** Things to do **
1. According to the project notes, about how long does Task 1 take to run on Kaggle?
2. Write out the passage of the project notes from "- As this notebook" to "approximately 10-12 minutes.", copying it word for word.
::: Extract to read :::
# 🎉 A Text Retrieval Approach Using BM25 with BERT 🎉
### TeamMGL: Manos Chatzakis, Hind El-Bouchrifi, Lluka Stojollari 

emmanouil.chatzakis@epfl.ch, hind.elbouchrifi@epfl.ch, lluka.stojollari@epfl.ch

Distributed Information Systems, EPFL, Text Retrieval project, October 2023


## Contents:
This notebook contains the following stuff:
- Imports and Libraries:
    All the imports and libraries you need to run this notebook
- Utility Functions and Objects:
    All utility functions and class definitions needed to run this notebook
- Task 1:
    Code that generates the results for Text Retrieval task
- Task 2:
    Code that generates the results for Document Reranking task
- Submission File Generation
    Code that generates the submission CSV for Kaggle

## Important Notes:

- As this notebook uses BM25, which does not represents documents as vectors, it fits the model on the fly. Please note this and exclude this time from the total running time.
    - In order to help you with time counting, we placed a tqdm counter for Task 1 to indicate exactly how much time the text retrieval requires. The expected running time for Task 1 (as we noticed by running on Kaggle) is approximately 10-12 minutes. 
    - Task 2 runs instantly
    - Although the model is fitted on the fly and it is not preloaded, fitting should not take more than a couple of minutes (4-5 minutes)
::: Rows :::
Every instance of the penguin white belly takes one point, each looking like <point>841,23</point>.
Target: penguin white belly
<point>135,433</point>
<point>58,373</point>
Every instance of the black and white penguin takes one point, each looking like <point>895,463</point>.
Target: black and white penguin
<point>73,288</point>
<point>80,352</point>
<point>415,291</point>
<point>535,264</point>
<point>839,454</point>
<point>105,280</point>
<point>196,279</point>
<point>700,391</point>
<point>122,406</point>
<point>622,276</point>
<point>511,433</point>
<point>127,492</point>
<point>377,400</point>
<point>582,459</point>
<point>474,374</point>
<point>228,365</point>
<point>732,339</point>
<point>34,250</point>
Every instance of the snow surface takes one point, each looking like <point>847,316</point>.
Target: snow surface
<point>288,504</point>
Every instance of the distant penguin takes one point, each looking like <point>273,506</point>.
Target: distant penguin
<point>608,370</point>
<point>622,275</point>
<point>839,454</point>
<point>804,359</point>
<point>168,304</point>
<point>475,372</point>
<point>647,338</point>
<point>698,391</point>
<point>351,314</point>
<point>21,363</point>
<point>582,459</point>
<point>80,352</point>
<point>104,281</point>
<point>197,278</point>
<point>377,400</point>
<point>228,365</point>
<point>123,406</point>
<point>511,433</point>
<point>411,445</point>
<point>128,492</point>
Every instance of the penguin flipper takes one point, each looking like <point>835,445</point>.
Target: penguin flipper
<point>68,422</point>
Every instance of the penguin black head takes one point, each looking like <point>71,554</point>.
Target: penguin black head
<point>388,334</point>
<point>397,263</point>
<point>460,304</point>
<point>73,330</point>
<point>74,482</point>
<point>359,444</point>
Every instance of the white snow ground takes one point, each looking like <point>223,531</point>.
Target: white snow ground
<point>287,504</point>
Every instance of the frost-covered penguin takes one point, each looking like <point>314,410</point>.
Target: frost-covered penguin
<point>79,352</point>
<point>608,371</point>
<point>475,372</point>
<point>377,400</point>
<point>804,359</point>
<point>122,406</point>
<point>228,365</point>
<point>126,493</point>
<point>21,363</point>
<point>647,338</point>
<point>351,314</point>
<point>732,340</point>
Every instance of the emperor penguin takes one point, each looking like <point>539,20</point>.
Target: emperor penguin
:::
** Answers to the exercises **
1. Approximately 10-12 minutes.

2.
- As this notebook uses BM25, which does not represents documents as vectors, it fits the model on the fly. Please note this and exclude this time from the total running time.
    - In order to help you with time counting, we placed a tqdm counter for Task 1 to indicate exactly how much time the text retrieval requires. The expected running time for Task 1 (as we noticed by running on Kaggle) is approximately 10-12 minutes.